Natural language region descriptions
* * * * * * * * *

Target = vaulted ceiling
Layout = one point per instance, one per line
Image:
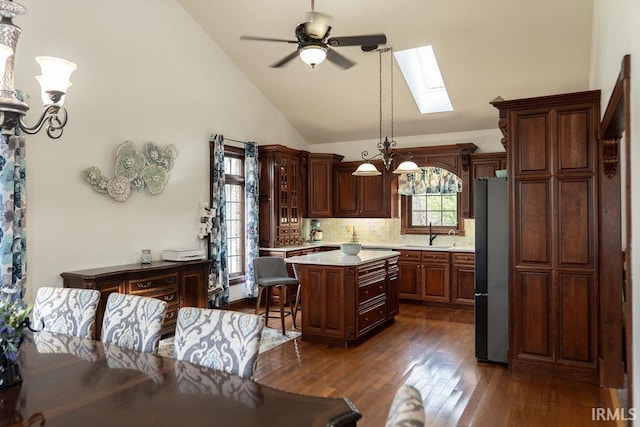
(485, 48)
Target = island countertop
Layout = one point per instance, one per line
(338, 258)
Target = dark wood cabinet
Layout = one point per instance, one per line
(410, 275)
(281, 196)
(179, 284)
(484, 165)
(553, 188)
(320, 184)
(361, 196)
(463, 278)
(342, 305)
(435, 270)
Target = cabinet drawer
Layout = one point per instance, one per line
(146, 284)
(372, 316)
(463, 258)
(370, 291)
(435, 257)
(410, 255)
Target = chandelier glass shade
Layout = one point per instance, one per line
(54, 81)
(313, 55)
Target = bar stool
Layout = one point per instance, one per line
(270, 272)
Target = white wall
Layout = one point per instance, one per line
(615, 34)
(488, 141)
(146, 72)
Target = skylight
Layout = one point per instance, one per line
(420, 70)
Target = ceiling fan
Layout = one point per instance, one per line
(315, 45)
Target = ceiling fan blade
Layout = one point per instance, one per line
(339, 60)
(285, 60)
(366, 40)
(267, 39)
(317, 24)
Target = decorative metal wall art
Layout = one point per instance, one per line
(134, 170)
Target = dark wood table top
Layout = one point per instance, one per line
(69, 382)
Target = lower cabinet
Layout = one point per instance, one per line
(437, 276)
(179, 284)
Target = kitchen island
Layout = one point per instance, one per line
(346, 298)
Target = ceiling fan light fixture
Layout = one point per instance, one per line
(313, 55)
(407, 167)
(366, 169)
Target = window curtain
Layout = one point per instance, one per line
(251, 182)
(13, 243)
(219, 278)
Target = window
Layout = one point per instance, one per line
(431, 201)
(234, 192)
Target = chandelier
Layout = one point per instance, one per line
(54, 81)
(385, 147)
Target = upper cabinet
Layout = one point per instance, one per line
(484, 165)
(281, 195)
(320, 184)
(361, 196)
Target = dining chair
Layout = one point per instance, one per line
(407, 408)
(225, 340)
(271, 272)
(133, 322)
(68, 311)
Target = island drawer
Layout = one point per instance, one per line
(371, 290)
(435, 257)
(372, 316)
(145, 284)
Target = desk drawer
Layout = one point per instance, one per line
(144, 285)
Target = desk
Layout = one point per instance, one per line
(74, 382)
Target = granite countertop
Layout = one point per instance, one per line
(386, 246)
(338, 258)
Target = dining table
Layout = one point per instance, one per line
(69, 381)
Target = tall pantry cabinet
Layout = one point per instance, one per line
(551, 145)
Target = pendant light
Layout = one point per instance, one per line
(385, 147)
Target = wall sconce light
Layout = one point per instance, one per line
(54, 81)
(385, 147)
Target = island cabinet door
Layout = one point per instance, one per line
(323, 303)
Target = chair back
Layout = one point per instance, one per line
(407, 408)
(225, 340)
(133, 322)
(267, 267)
(66, 311)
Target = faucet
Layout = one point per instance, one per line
(431, 236)
(454, 236)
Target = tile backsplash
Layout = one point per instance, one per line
(387, 231)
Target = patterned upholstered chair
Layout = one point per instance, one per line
(220, 339)
(271, 271)
(407, 408)
(133, 322)
(66, 311)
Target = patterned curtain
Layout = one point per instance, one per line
(251, 180)
(218, 236)
(13, 206)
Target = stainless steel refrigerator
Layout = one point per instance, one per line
(491, 282)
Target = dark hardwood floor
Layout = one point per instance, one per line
(433, 349)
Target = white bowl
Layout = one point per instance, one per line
(350, 248)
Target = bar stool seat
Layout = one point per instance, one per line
(271, 272)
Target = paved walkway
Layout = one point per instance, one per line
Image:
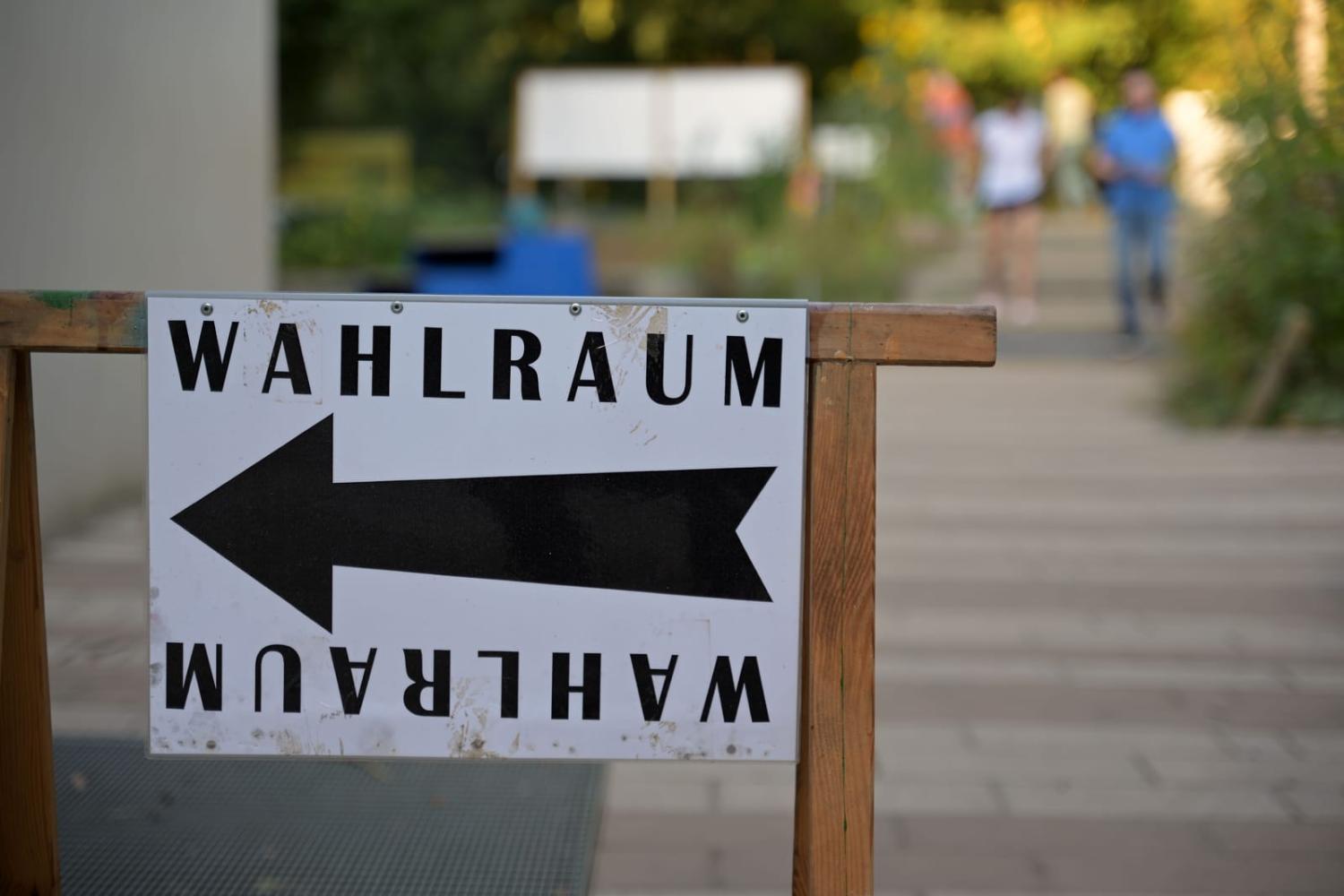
(1110, 651)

* * * * * * * * *

- _About this task_: Transcribe the records above from the line holding "Target = island countertop" down to the line holding "Target = window curtain", inclusive, without adding anything.

- _Task response_:
Target = island countertop
Layout = one point per instance, one per line
(338, 258)
Target = dark wood cabinet
Layout = one point per instance, one per line
(410, 275)
(281, 196)
(179, 284)
(484, 165)
(553, 188)
(320, 184)
(361, 196)
(463, 278)
(342, 305)
(435, 270)
Target = cabinet drawer
Layout = one point per instance, one per line
(146, 284)
(372, 316)
(463, 258)
(370, 291)
(435, 257)
(410, 255)
Target = chandelier glass shade
Layout = one point per instance, one per line
(54, 81)
(313, 55)
Target = bar stool
Layout = one point per instance, one per line
(270, 272)
Target = white wall
Layout = one point per instance, one per line
(615, 34)
(488, 141)
(146, 72)
Target = skylight
Layout = one point per instance, one per line
(420, 70)
Target = ceiling fan
Layout = one point per instance, one per line
(315, 45)
Target = ceiling fan blade
Layout = one point per instance, one per line
(339, 60)
(285, 60)
(366, 40)
(267, 39)
(317, 24)
Target = decorative metal wall art
Layout = one point per instance, one per line
(134, 170)
Target = dark wood table top
Layout = one point per instance, one per line
(69, 382)
Target = lower cabinet
Layout = one point per instance, one per line
(437, 276)
(179, 284)
Target = kitchen island
Layout = one point per instance, one per line
(346, 298)
Target = ceiling fan light fixture
Layout = one point per instance, one per line
(313, 55)
(407, 167)
(366, 169)
Target = window curtain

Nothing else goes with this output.